What this task involves
Locate each row below that contains the word "photo" and copy every such row in full.

Items
* * * * * * *
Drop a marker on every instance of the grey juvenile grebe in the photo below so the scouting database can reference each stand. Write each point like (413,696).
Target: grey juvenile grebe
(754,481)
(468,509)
* * * * * * *
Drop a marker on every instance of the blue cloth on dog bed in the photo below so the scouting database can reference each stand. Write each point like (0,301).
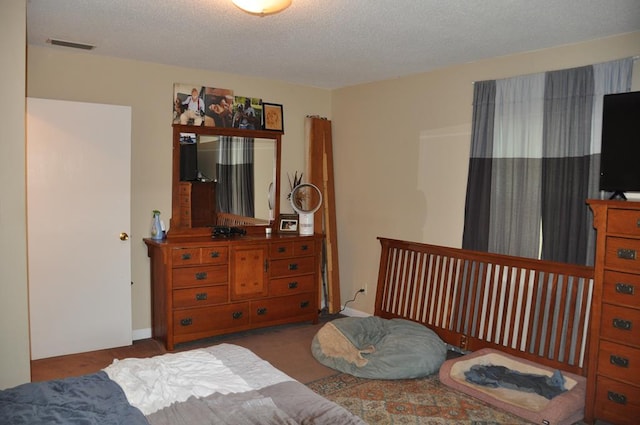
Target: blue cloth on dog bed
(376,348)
* * * * * * *
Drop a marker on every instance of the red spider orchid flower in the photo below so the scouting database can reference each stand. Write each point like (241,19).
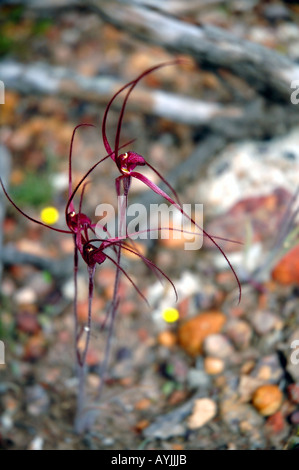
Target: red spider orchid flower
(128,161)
* * * * * * *
Worked solution
Drop a marker on every instance of the grey juvenile grebe in the photo below so the scouting database can reference each stand. Write each point like (413,696).
Drop a marker on every instance of the blue cloth on dog bed in the photo below so the scouting database can reference each stand. Write each point like (0,301).
Drop a marker on every instance of the red spider orchid flower in the photo below so the scouting database can reference each stand. Write each point like (241,19).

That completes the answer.